━━ Excerpt

2N90 - Tip Top Mountain

Big Bear City, California (San Bernardino County)
Last Updated: 01/15/2019
4.5/5 (2 reviews)
Nearby Trails
Status: Open
Typically Open: Year Round
Difficulty: 3-3
Length: 1.7 miles
Highest Elevation: 7548 feet
Duration: About 1 hour
Shape of Trail: Out & Back
Best Direction to Travel: N/A
Nearest Town: Big Bear City
Nearest Town w/ Services: Big Bear City
Official Road Name: 2N90
Management Agency: US Forest Service
District: San Bernardino
Showing 0 trails


Highlight: 2N90 - Tip Top Mountain

Tip Top Mountain was home to a silver, lead, and gold mine back in the late 1800's up through the early 1900's. The name of the mine changed a few times over the years as the mine switched hands, with the earliest name being Tip Top Silver Mine. Today you can still find the mines throughout the area, but many are unsafe to explore and the Forest Service has blocked many of the mine entrances. The top of Tip Top Mountain has a 360 degree picturesque view, with diverse scenery ranging from the sun-drenched desert landscape to the lush, and at times snow-capped mountains of the San Bernardino National Forest. Tip Top Mountain is just one of the many trails you can venture upon on what locals call, "the back way to Big Bear" and it truly is a gem. So, indulge yourself in the beautiful scenery, weather and trail systems this area provides.

━━━━
━━ Supplied material

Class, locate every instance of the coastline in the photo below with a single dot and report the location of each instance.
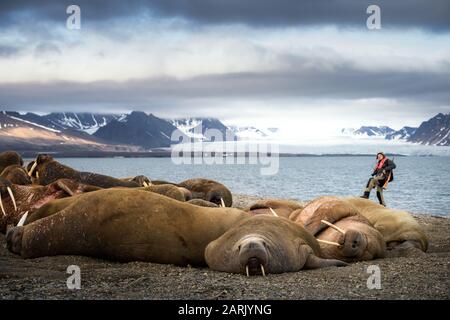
(412, 275)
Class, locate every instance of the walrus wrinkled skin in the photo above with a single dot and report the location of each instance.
(399, 228)
(9, 158)
(265, 244)
(208, 190)
(282, 208)
(125, 225)
(202, 203)
(358, 240)
(16, 174)
(167, 190)
(30, 198)
(48, 170)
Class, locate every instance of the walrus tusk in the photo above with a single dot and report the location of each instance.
(1, 206)
(333, 226)
(11, 195)
(22, 219)
(30, 173)
(329, 242)
(273, 212)
(263, 271)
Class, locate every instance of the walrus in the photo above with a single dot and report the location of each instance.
(8, 158)
(399, 228)
(167, 190)
(48, 170)
(265, 244)
(16, 174)
(141, 180)
(282, 208)
(202, 203)
(124, 225)
(208, 190)
(343, 233)
(16, 200)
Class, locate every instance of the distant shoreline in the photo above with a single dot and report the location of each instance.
(168, 154)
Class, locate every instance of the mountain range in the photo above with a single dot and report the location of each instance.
(435, 131)
(140, 132)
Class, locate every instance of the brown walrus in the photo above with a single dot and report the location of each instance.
(399, 228)
(202, 203)
(16, 174)
(265, 244)
(8, 158)
(124, 225)
(281, 208)
(208, 190)
(16, 200)
(48, 170)
(344, 234)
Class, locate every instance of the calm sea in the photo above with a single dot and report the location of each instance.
(421, 183)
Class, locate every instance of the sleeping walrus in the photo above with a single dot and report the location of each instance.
(124, 225)
(281, 208)
(266, 244)
(47, 170)
(208, 190)
(16, 174)
(399, 228)
(344, 234)
(8, 158)
(16, 200)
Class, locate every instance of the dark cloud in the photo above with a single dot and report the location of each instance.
(432, 15)
(6, 51)
(424, 88)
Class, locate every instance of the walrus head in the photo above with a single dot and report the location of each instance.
(6, 192)
(260, 245)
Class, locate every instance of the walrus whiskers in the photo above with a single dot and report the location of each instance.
(30, 173)
(263, 271)
(22, 219)
(273, 212)
(1, 206)
(333, 226)
(11, 195)
(329, 242)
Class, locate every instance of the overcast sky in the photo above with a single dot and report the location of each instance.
(303, 64)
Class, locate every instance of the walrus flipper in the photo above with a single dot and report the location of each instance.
(314, 262)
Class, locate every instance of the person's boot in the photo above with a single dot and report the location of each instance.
(380, 199)
(365, 195)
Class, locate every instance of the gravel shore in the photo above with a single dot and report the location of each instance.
(409, 275)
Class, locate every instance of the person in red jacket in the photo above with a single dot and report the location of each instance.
(381, 176)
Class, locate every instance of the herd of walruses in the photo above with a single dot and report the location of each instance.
(49, 209)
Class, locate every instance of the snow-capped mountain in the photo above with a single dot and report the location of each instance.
(138, 129)
(87, 122)
(204, 129)
(372, 131)
(19, 134)
(435, 131)
(404, 133)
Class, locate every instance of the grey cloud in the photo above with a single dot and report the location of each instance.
(425, 88)
(431, 15)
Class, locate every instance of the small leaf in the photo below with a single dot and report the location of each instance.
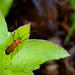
(21, 31)
(34, 53)
(3, 29)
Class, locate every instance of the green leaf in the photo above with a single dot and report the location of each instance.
(8, 72)
(3, 29)
(34, 53)
(22, 32)
(5, 6)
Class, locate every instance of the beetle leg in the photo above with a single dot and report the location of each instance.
(13, 35)
(23, 40)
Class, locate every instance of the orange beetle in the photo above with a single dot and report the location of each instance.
(12, 46)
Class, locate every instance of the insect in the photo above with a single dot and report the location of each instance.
(14, 44)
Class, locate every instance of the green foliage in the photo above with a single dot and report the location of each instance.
(5, 6)
(72, 3)
(30, 54)
(72, 19)
(3, 29)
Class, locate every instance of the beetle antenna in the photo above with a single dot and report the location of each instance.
(16, 27)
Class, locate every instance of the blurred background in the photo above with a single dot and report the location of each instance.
(52, 20)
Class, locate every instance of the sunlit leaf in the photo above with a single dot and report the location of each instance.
(34, 53)
(3, 29)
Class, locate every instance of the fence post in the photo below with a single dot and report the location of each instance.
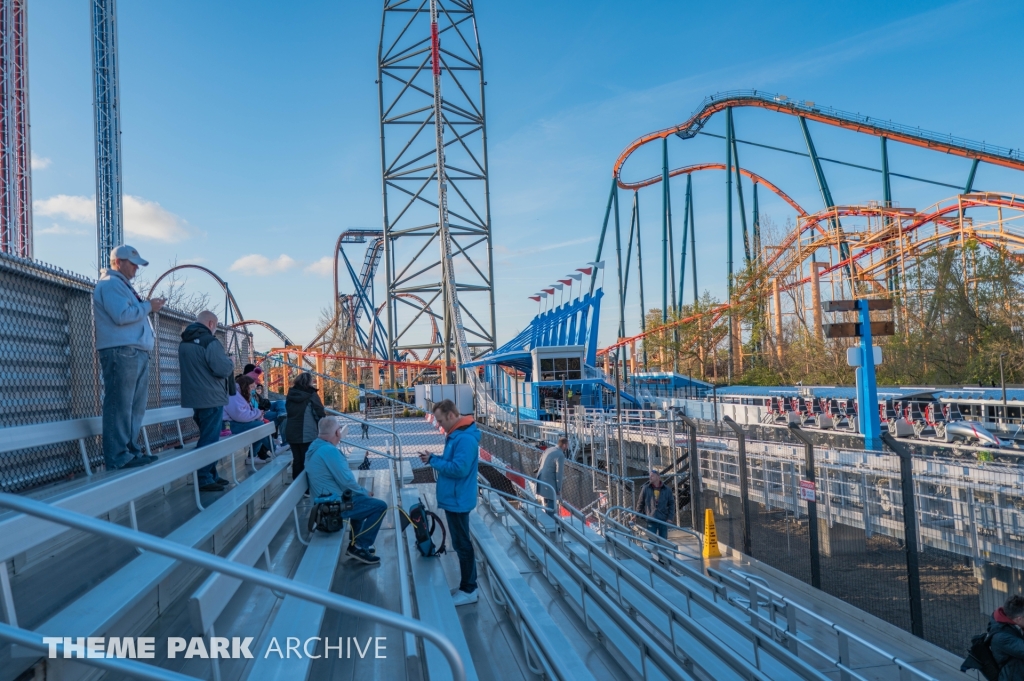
(812, 506)
(696, 496)
(743, 482)
(909, 533)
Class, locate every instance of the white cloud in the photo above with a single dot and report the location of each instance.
(59, 229)
(254, 264)
(144, 219)
(151, 220)
(323, 267)
(78, 209)
(40, 162)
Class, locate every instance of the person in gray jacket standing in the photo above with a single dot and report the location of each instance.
(124, 340)
(206, 379)
(550, 472)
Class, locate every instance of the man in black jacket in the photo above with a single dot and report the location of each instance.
(1007, 639)
(657, 502)
(304, 410)
(206, 370)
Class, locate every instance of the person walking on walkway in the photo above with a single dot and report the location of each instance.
(457, 488)
(304, 410)
(1006, 633)
(124, 340)
(657, 502)
(330, 475)
(550, 473)
(206, 380)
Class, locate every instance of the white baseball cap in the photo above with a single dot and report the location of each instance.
(125, 252)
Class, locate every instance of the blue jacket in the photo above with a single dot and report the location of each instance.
(457, 467)
(122, 317)
(328, 471)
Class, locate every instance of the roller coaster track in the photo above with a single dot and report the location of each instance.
(967, 149)
(891, 233)
(223, 286)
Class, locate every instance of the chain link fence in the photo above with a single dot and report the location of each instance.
(968, 552)
(49, 370)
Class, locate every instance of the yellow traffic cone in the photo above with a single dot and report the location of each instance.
(711, 537)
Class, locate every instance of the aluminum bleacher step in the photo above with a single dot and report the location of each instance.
(434, 604)
(557, 654)
(209, 600)
(297, 616)
(121, 594)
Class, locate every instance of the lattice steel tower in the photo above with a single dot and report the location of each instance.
(15, 155)
(434, 178)
(107, 104)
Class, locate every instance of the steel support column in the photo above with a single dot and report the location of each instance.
(728, 229)
(107, 107)
(15, 155)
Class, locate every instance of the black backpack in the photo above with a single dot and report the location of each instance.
(980, 656)
(424, 522)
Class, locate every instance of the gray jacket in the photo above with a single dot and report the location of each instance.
(122, 317)
(663, 508)
(551, 470)
(206, 369)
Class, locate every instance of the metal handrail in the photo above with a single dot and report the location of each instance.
(753, 582)
(684, 619)
(244, 572)
(138, 670)
(646, 648)
(687, 530)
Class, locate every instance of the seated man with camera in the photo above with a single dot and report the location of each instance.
(333, 485)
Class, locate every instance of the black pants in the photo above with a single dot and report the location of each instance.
(463, 545)
(298, 457)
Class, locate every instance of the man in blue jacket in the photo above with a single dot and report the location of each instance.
(457, 488)
(124, 340)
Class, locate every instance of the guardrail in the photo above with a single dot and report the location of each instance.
(244, 572)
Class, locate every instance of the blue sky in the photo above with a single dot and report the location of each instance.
(250, 134)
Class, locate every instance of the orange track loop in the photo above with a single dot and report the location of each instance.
(698, 119)
(358, 360)
(716, 166)
(813, 222)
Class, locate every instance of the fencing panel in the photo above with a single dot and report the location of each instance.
(49, 370)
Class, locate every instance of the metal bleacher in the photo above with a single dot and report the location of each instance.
(567, 596)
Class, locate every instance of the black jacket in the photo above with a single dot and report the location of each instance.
(295, 408)
(663, 509)
(206, 369)
(1008, 648)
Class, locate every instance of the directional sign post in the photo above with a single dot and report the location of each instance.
(867, 391)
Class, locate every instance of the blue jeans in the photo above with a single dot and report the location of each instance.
(239, 427)
(276, 414)
(210, 420)
(658, 528)
(459, 530)
(126, 386)
(367, 517)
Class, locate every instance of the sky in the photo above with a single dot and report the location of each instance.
(250, 134)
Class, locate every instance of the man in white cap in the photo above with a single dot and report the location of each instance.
(124, 340)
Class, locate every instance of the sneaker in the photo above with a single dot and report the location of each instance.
(363, 556)
(462, 598)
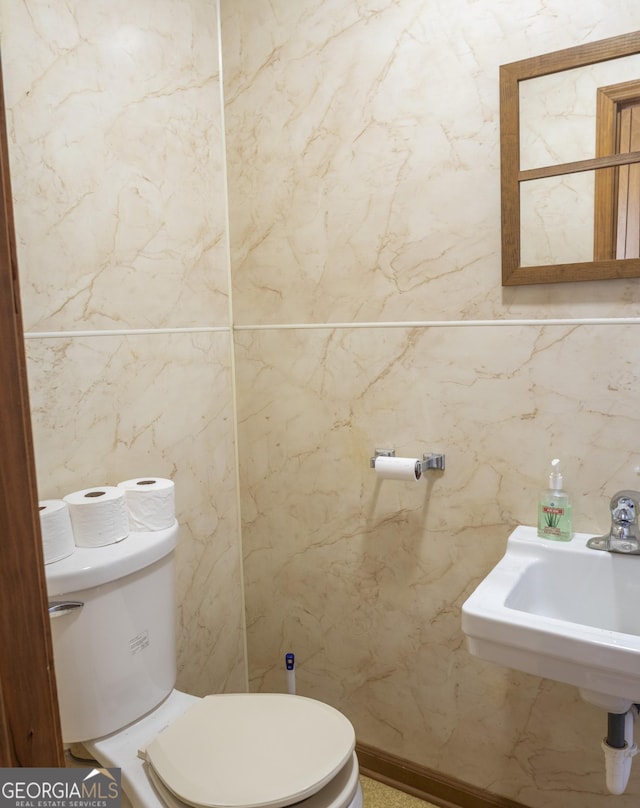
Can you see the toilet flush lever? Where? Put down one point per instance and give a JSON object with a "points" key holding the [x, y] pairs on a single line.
{"points": [[58, 608]]}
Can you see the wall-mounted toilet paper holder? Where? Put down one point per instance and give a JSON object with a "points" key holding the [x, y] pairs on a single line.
{"points": [[429, 461]]}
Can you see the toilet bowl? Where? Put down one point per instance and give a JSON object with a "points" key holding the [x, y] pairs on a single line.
{"points": [[113, 637]]}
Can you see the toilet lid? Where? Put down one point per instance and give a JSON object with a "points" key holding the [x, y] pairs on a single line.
{"points": [[245, 750]]}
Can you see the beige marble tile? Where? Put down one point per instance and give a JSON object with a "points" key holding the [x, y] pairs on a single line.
{"points": [[364, 579], [117, 163], [363, 152], [107, 409]]}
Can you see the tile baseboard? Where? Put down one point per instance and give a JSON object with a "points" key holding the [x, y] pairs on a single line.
{"points": [[424, 783]]}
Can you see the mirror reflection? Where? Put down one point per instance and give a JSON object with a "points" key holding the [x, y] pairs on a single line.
{"points": [[570, 164]]}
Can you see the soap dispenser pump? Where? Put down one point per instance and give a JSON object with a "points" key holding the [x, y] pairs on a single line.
{"points": [[554, 508]]}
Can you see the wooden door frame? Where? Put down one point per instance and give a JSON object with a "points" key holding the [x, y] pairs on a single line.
{"points": [[29, 720]]}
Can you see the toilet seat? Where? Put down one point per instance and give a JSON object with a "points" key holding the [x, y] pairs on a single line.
{"points": [[251, 750]]}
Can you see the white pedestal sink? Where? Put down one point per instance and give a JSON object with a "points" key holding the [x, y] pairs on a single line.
{"points": [[562, 611]]}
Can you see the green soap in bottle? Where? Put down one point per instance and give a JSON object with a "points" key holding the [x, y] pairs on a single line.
{"points": [[554, 508]]}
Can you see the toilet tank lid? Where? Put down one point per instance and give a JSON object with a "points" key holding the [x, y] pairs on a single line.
{"points": [[87, 567]]}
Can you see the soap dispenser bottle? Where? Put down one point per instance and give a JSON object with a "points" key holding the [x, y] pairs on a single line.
{"points": [[554, 508]]}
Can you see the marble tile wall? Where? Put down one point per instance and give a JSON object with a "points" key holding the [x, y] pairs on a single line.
{"points": [[362, 153], [363, 163], [114, 124]]}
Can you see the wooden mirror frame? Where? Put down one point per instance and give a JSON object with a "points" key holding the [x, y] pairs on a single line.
{"points": [[511, 175]]}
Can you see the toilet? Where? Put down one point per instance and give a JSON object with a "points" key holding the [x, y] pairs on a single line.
{"points": [[112, 614]]}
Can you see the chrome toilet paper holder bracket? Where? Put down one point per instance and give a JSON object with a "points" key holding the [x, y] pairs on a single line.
{"points": [[429, 461]]}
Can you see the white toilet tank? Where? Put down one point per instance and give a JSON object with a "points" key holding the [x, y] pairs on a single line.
{"points": [[115, 655]]}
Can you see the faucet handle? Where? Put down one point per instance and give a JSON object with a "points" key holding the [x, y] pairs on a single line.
{"points": [[625, 508]]}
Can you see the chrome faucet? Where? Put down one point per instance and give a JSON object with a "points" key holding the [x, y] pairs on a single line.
{"points": [[624, 535]]}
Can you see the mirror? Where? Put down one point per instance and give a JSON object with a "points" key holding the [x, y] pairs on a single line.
{"points": [[570, 164]]}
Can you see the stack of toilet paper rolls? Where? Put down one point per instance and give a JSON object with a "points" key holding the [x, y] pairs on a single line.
{"points": [[95, 517]]}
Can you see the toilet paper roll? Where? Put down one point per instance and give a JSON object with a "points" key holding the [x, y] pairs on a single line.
{"points": [[98, 516], [55, 526], [150, 503], [398, 468]]}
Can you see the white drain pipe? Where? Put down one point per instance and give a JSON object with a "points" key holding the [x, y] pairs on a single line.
{"points": [[617, 760]]}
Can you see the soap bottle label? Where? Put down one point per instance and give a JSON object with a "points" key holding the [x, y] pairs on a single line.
{"points": [[554, 521]]}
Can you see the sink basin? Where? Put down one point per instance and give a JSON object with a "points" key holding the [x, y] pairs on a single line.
{"points": [[562, 611]]}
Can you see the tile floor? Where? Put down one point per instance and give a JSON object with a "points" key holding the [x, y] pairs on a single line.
{"points": [[378, 795]]}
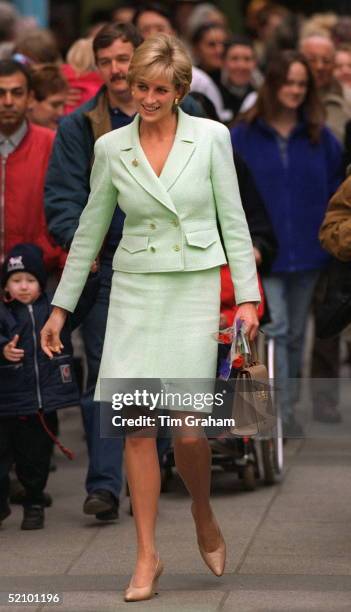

━━━━

▶ **Task list**:
1. Edit the Tip Top Mountain trail description by rewriting it from "Tip Top Mountain was" to "this area provides.", and put "treasure" in place of "gem".
2. According to the Tip Top Mountain trail description, what was the earliest name of the mine there?

▶ **Correct answers**:
1.
Tip Top Mountain was home to a silver, lead, and gold mine back in the late 1800's up through the early 1900's. The name of the mine changed a few times over the years as the mine switched hands, with the earliest name being Tip Top Silver Mine. Today you can still find the mines throughout the area, but many are unsafe to explore and the Forest Service has blocked many of the mine entrances. The top of Tip Top Mountain has a 360 degree picturesque view, with diverse scenery ranging from the sun-drenched desert landscape to the lush, and at times snow-capped mountains of the San Bernardino National Forest. Tip Top Mountain is just one of the many trails you can venture upon on what locals call, "the back way to Big Bear" and it truly is a treasure. So, indulge yourself in the beautiful scenery, weather and trail systems this area provides.

2. Tip Top Silver Mine